Work to complete
Please return each line of the listing exactly as given.
▬▬▬▬▬▬▬▬▬▬
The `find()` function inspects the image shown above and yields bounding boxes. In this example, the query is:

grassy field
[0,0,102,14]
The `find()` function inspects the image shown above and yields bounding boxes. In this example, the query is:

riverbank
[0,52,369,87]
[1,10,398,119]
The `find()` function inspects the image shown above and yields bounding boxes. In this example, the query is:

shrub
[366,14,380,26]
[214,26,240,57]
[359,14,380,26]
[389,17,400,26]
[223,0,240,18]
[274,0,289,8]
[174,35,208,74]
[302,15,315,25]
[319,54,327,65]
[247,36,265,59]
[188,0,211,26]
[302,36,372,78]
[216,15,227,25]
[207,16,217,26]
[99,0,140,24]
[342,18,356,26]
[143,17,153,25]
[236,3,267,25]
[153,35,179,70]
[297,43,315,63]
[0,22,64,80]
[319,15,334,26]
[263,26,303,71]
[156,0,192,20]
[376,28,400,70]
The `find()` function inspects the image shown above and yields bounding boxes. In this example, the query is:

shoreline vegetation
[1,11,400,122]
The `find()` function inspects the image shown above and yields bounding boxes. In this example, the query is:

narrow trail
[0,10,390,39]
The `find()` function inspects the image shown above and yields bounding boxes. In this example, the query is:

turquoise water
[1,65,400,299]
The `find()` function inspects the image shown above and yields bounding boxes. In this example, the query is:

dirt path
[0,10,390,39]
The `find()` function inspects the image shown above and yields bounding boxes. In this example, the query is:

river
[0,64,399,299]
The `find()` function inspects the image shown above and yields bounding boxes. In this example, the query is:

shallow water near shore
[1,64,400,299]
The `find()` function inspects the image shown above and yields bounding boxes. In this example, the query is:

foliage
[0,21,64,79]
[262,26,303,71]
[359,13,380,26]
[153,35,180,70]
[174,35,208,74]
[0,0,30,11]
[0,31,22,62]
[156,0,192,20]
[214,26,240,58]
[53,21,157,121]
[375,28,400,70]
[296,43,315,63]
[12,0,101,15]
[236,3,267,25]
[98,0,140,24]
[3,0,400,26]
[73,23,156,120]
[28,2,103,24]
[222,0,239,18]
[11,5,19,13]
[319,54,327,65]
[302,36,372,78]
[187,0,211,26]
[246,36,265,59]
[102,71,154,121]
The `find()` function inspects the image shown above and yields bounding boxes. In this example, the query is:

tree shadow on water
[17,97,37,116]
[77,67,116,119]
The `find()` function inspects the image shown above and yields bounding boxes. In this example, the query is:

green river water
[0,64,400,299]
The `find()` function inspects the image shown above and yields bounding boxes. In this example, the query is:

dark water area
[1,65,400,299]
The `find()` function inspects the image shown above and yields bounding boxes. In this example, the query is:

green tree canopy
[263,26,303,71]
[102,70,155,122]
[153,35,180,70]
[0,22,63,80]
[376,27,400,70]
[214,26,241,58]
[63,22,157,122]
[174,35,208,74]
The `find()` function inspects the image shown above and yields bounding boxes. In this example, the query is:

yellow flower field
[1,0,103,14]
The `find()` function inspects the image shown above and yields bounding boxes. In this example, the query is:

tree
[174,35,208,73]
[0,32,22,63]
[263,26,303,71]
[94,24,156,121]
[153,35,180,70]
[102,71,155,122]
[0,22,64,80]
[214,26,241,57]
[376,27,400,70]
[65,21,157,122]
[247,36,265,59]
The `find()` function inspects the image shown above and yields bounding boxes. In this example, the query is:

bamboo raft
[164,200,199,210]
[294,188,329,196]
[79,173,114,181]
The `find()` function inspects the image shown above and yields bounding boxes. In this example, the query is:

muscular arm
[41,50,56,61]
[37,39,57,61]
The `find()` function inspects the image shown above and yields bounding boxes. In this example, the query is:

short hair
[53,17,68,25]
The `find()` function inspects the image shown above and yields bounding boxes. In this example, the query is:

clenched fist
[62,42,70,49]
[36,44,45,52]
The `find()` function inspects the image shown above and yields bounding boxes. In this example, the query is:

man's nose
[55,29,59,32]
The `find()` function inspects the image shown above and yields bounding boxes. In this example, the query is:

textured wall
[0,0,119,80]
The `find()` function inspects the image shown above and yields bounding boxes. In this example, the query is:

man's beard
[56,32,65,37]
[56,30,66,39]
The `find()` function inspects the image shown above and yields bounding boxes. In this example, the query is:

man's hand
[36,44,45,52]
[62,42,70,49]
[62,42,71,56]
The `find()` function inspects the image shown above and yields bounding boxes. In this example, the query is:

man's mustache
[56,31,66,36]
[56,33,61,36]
▬▬▬▬▬▬▬▬▬▬
Result below
The `find()` function inspects the image shown above and yields bounding boxes. In this example, the query is:

grassy field
[0,0,102,14]
The `find()` function inspects the image shown above and yields bounding boxes. In this example, the query is:

riverbank
[0,52,369,87]
[1,10,398,119]
The `find()` function inspects the image shown above and yields bounding boxes. In this example, the query is:

shrub
[366,14,380,26]
[214,26,240,57]
[359,14,380,26]
[389,17,400,26]
[223,0,240,18]
[274,0,289,8]
[174,35,208,74]
[302,15,315,25]
[319,54,327,65]
[247,36,265,59]
[188,0,211,26]
[302,36,372,78]
[216,15,227,25]
[207,16,217,26]
[99,0,140,24]
[342,18,356,26]
[143,17,153,25]
[236,3,267,25]
[153,35,179,70]
[297,43,315,63]
[0,22,64,80]
[319,15,334,26]
[263,26,303,71]
[156,0,192,20]
[376,28,400,70]
The `find()` function inspects the image shown above and yields bounding boxes. In this example, the query is:

shoreline vegetation
[1,11,400,122]
The `find()` function inspects the image shown above and yields bounding boxes. In this example, the query is:

narrow trail
[0,10,390,39]
The `find()` function inspects the image shown above and yields bounding boxes. In this example, the query is:

turquoise water
[1,65,400,299]
The `find()` function inspects the image shown above and yields bounding boxes. In this example, the query is:

dirt path
[0,10,390,39]
The `find()` function inspects the image shown above and yields bounding boxes. In this example, the query is:

river
[0,64,399,299]
The `find()` function inspects the image shown above and yields bounding boxes. In this example, the query is:

shallow water near shore
[1,64,400,299]
The `find()` function inspects the image shown above and yields bounding boxes. In this example, the query is:

foliage
[0,21,64,79]
[262,26,303,71]
[359,13,380,26]
[153,35,180,70]
[174,35,208,74]
[0,0,30,11]
[0,31,22,62]
[156,0,192,20]
[214,26,240,58]
[53,21,157,121]
[375,28,400,70]
[296,43,315,63]
[12,0,101,15]
[236,3,267,25]
[98,0,140,24]
[3,0,400,26]
[73,23,156,120]
[28,2,103,24]
[222,0,239,18]
[11,5,19,13]
[319,54,327,65]
[302,36,372,78]
[187,0,211,26]
[246,36,265,59]
[102,71,154,121]
The `find()` function inspects the image shown above and yields bounding boxes. In this example, the query is:

tree shadow on water
[17,97,37,116]
[77,67,116,119]
The `find()` function inspects the image shown above and yields bounding boxes. In this example, the query is:

green river water
[0,64,400,299]
The `find()` function inspects the image shown above and yields bounding boxes. In this example, the query is:

dark water area
[1,65,400,299]
The `find()` function inspects the image shown above and yields bounding boxes. In this example, the query is:

green tree canopy
[263,26,303,71]
[102,70,155,122]
[153,35,180,70]
[0,22,63,80]
[376,27,400,70]
[214,26,241,58]
[63,22,157,122]
[174,35,208,74]
The `find()` function inspects the image shown above and yields bounding boxes. In this example, the query is:

yellow flower field
[1,0,103,14]
The `find()` function inspects the image shown above and yields bounding boxes. In this example, the query is:

tree
[174,35,208,73]
[0,32,22,63]
[263,26,303,71]
[94,24,156,121]
[153,35,180,70]
[102,71,155,122]
[0,22,64,80]
[214,26,241,57]
[376,27,400,70]
[65,21,157,122]
[247,36,265,59]
The `find()` function inspects the image shown above and yields bounding boxes. In this example, the query is:

bamboo raft
[164,200,199,210]
[294,188,329,196]
[79,173,114,181]
The `find()` function inspects the image shown above and yields bounding boxes. In this example, the query is:

muscular arm
[41,50,56,61]
[37,39,57,61]
The `find()` function inspects the image shown above and yields bounding boxes. In this example, the query is:

short hair
[53,17,68,25]
The `find()` function inspects the image shown above and yields bounding boxes. In this example, the query is:

clenched fist
[62,42,70,49]
[36,44,45,52]
The `find()` function inspects the image shown above and yields bounding boxes. In this example, the query is:

man's nose
[55,29,59,32]
The `find()` function inspects the image shown above and yields bounding boxes. In this example, the query is:

textured wall
[0,0,119,80]
The `find()` function inspects the image shown above and yields bounding boxes. In this example, the query is:

man's beard
[56,32,65,37]
[56,30,66,39]
The `find()` function inspects the image shown above and yields bounding boxes. In this example, the query is:

man's hand
[36,44,45,52]
[62,42,70,49]
[62,42,71,56]
The `find()` function inspects the image shown above and yields bounding boxes. In this example, the query is:

man's mustache
[56,31,66,36]
[56,33,61,36]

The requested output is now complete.